◆ **Problem to solve**
Rewrite the lines below, replacing "one point per instance" with "a single point for each instance" each time it appears and leaving everything else as it is.

[Excerpts from a pointing dataset]
——————
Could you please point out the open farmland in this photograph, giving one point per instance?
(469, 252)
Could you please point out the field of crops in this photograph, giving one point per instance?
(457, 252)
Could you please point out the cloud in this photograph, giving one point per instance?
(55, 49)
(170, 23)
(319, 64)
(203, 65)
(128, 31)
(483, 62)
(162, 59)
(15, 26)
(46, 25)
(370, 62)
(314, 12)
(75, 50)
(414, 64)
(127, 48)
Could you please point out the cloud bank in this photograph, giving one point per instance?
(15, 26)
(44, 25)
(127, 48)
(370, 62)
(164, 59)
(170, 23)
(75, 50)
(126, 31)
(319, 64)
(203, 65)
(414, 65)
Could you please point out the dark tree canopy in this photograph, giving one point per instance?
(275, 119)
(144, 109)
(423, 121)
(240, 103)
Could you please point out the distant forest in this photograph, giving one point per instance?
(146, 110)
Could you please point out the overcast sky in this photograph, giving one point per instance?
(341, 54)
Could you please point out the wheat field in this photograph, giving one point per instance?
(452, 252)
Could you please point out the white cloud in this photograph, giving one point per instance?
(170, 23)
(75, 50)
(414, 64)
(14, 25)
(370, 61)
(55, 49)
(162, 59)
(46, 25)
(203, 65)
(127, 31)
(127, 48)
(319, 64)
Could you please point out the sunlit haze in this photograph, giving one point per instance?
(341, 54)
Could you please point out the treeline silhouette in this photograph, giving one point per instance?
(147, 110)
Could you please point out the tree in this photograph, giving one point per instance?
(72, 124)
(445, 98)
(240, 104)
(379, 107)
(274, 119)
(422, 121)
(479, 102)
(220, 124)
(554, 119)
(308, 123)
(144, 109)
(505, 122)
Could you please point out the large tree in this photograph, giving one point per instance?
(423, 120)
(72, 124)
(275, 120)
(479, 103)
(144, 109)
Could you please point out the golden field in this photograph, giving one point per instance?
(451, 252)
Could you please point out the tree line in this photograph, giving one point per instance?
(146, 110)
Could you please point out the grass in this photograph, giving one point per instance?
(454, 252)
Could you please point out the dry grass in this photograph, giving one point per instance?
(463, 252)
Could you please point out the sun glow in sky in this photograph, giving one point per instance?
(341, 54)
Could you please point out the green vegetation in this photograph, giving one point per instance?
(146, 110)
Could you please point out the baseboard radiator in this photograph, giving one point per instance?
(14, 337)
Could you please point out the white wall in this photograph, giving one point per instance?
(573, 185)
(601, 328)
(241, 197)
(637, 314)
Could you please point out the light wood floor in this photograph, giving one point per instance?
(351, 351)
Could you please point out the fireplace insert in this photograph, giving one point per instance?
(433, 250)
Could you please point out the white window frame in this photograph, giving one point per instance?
——————
◆ **Solution to this task**
Could you please point out the open farmland in this photograph, giving a single point for each instance?
(469, 252)
Could you please point out the field of crops in this photograph, giving a single point for each instance?
(457, 252)
Could you please point out the cloud in this photograph, giving a single point for each instance?
(55, 49)
(170, 23)
(319, 64)
(203, 65)
(128, 31)
(483, 62)
(162, 59)
(15, 26)
(46, 25)
(370, 62)
(314, 12)
(75, 50)
(414, 64)
(127, 48)
Could you please point out the cloud bank in this photograph, giving a single point for each instance?
(15, 26)
(44, 25)
(127, 48)
(370, 62)
(164, 59)
(170, 23)
(75, 50)
(126, 31)
(319, 64)
(203, 65)
(414, 65)
Could you please point out the dark tree canopy in this photograph, giving a single point for each instance?
(275, 119)
(144, 109)
(423, 121)
(240, 103)
Could you please point out the distant forest in this photograph, giving a single point for each instance?
(146, 110)
Could you please point out the overcast sky in this photograph, giving a single point for each instance?
(341, 54)
Could you please point out the wheat field in this photograph, giving a single point for each instance?
(452, 252)
Could you please point out the white cloud in this photograph, giving a single point for each instance?
(170, 23)
(75, 50)
(414, 64)
(14, 25)
(370, 61)
(55, 49)
(162, 59)
(46, 25)
(203, 65)
(127, 31)
(127, 48)
(319, 64)
Could you please point out the sunlit haze in this photograph, giving a single point for each instance?
(341, 54)
Could you please point out the treeline silhouette in this photograph, giving a single point for each instance?
(147, 110)
Could you please point out the tree in this photograph, giving a single point for each instance?
(72, 124)
(445, 98)
(240, 104)
(379, 107)
(274, 119)
(422, 121)
(479, 102)
(220, 124)
(554, 119)
(308, 123)
(144, 109)
(505, 122)
Could you please point out the large tree in this photograph, giving a single point for each instance?
(423, 120)
(72, 124)
(275, 120)
(479, 103)
(144, 109)
Could you please point out the golden field in this photograph, giving a single point for each instance?
(451, 252)
Could you please point out the tree line in this photograph, giving a single point for each instance?
(146, 110)
Could you please point out the grass in this photograph, giving a single point for each instance?
(454, 252)
Could you please point out the dry grass in this photograph, giving a single point for each instance?
(463, 252)
Could you please point out the sun glow in sky in this photograph, giving a single point for each instance?
(341, 54)
Could you please point out the green vegetation in this photograph, giving a single point for each instance?
(146, 110)
Could you please point out the baseboard radiator in this photograph, giving a single point for each instance?
(14, 337)
Could you please point out the white wall in this photograph, giving a single point for each instance?
(573, 185)
(601, 328)
(241, 197)
(637, 314)
Could you please point out the light wood floor in this photograph, giving a single point for each instance?
(351, 351)
Could you please point out the fireplace insert in this photograph, giving a single point for each instance?
(433, 250)
Could you please point out the white window frame in this photograph, giving a single point for each instance?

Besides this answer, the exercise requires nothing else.